__TO DO__:
Range to output from the entries below: the line containing "like [80, 169]." through the line containing "like [146, 63].". Set it down exactly, ends included, nothing else.

Records from a dataset:
--- START ---

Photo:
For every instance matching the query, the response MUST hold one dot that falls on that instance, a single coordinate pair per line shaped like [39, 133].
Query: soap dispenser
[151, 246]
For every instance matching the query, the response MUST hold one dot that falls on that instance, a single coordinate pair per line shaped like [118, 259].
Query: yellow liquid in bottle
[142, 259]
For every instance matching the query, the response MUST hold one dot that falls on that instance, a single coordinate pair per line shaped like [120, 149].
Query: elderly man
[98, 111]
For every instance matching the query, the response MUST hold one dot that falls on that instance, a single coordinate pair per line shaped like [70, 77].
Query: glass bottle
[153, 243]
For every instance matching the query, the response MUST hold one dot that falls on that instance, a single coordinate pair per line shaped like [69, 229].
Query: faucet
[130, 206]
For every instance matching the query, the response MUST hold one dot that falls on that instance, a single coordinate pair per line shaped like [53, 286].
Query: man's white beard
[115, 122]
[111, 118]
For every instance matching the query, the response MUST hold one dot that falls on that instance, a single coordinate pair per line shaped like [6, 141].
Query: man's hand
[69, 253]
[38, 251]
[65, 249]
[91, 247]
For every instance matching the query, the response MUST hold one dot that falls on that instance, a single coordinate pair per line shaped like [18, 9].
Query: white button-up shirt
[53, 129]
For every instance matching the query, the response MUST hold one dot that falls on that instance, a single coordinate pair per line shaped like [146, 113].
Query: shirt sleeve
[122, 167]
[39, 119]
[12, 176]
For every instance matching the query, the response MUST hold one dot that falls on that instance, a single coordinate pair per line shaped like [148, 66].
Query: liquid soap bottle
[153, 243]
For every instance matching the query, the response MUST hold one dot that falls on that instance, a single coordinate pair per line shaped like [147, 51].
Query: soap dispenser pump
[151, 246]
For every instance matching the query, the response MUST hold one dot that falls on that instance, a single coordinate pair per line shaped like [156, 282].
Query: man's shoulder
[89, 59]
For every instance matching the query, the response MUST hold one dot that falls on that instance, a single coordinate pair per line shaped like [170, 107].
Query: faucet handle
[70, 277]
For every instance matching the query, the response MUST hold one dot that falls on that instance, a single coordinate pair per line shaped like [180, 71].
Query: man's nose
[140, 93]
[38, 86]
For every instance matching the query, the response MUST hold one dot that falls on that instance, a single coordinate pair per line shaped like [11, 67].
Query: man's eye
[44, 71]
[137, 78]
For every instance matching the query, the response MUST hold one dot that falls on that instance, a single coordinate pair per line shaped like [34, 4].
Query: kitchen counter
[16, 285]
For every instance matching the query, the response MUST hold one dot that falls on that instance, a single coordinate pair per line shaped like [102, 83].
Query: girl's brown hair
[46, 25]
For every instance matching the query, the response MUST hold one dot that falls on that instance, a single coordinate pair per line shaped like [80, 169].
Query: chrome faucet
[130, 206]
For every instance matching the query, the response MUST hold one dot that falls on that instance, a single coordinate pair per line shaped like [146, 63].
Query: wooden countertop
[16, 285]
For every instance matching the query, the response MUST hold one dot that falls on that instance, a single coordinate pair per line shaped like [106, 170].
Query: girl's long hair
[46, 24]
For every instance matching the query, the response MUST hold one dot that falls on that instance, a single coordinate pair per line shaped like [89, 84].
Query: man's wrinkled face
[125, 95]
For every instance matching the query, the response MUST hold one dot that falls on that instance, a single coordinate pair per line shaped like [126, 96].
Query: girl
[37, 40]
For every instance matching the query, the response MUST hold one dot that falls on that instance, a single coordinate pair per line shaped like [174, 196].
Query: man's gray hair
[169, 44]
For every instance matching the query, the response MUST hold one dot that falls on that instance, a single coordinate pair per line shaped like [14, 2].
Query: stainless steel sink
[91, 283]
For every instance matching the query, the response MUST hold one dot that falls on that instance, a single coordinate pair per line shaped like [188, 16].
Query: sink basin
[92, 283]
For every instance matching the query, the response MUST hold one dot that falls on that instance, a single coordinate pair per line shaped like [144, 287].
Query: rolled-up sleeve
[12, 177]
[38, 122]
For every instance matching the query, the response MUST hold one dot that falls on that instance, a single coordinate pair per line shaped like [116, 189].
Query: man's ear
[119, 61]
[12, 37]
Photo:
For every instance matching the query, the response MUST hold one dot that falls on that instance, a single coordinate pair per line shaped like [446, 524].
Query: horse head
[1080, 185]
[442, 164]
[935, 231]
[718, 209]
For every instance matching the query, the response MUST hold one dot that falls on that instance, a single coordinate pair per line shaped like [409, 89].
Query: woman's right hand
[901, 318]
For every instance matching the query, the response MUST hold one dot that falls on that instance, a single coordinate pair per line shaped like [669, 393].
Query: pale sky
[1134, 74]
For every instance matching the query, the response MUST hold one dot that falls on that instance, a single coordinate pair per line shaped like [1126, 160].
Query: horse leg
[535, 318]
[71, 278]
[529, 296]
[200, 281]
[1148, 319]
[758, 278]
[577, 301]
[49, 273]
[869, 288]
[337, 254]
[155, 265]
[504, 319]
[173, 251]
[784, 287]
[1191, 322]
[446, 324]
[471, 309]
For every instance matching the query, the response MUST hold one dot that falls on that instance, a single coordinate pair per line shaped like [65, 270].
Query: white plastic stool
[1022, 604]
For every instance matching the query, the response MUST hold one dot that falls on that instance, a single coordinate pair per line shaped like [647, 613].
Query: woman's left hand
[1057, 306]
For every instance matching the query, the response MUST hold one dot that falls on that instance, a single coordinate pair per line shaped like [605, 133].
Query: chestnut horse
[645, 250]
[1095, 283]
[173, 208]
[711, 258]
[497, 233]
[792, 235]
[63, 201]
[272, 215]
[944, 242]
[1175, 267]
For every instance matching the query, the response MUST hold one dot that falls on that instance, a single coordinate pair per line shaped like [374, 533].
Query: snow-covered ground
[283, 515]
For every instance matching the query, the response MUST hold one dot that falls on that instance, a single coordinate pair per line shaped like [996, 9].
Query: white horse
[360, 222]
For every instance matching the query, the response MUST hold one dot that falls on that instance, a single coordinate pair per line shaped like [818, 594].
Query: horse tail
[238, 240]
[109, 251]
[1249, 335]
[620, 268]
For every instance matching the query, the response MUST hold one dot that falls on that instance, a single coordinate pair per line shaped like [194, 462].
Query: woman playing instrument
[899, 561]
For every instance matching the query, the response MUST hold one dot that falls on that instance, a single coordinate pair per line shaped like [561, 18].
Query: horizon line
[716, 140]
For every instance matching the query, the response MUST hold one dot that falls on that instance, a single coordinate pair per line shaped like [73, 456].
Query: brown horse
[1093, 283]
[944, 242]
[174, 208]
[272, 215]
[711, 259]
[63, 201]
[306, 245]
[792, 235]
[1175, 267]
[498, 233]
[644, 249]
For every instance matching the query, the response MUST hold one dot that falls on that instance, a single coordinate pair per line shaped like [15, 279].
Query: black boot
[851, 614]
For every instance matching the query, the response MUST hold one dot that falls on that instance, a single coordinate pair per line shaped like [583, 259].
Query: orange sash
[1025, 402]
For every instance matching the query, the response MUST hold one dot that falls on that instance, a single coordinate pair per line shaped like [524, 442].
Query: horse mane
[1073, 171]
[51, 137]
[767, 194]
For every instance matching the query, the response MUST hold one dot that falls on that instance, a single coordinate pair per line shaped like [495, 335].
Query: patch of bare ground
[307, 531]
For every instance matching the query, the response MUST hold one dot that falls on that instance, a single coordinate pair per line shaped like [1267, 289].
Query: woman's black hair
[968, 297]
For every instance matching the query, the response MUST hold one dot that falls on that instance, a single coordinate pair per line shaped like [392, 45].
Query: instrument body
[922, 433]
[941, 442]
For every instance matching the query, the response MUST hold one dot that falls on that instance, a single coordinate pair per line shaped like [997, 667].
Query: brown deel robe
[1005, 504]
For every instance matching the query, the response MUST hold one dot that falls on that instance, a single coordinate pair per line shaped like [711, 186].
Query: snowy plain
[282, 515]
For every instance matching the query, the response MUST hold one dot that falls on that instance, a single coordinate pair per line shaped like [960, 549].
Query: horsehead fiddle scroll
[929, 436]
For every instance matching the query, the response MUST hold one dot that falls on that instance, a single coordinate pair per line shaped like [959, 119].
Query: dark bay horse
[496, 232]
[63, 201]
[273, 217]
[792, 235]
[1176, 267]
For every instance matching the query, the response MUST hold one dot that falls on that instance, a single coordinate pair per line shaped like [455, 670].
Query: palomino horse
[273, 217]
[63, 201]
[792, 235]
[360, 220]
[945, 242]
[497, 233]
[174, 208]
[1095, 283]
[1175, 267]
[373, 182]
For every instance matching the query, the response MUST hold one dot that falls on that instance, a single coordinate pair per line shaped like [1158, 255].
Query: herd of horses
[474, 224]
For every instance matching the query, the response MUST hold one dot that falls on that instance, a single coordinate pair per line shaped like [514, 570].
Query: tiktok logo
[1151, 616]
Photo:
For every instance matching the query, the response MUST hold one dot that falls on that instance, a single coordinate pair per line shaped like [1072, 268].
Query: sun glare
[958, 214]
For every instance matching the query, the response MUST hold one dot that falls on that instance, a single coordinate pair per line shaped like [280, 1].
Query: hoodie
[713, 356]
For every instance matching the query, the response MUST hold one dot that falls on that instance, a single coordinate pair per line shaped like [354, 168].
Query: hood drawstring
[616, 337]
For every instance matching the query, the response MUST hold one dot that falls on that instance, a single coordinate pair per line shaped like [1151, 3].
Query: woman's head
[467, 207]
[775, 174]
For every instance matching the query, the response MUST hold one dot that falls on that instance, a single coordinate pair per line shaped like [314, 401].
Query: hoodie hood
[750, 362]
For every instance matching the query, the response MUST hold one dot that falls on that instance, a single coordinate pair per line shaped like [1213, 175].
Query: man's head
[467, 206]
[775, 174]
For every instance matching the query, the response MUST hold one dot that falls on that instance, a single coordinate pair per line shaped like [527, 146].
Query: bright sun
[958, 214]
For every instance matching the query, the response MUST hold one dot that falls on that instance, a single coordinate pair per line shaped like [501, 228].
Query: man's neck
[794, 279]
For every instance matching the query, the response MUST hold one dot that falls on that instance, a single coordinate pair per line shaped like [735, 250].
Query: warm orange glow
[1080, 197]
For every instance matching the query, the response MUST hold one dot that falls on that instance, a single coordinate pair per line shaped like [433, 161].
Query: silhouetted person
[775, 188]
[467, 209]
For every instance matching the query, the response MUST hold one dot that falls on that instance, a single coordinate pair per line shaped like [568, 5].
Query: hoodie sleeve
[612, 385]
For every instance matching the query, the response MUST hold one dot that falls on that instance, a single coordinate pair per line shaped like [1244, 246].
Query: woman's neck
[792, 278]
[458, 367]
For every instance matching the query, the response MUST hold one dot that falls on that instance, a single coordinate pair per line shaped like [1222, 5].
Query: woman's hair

--- END ---

__COMPLETED EXERCISE__:
For every instance matching the query, the response MUST hold one dot that falls on that instance, a single coordinate pair per line shaped like [80, 169].
Query: chrome faucet
[130, 206]
For every instance matching the query, the response MUST hold one dot that falls on that instance, a single coordinate pair per line shaped like [146, 63].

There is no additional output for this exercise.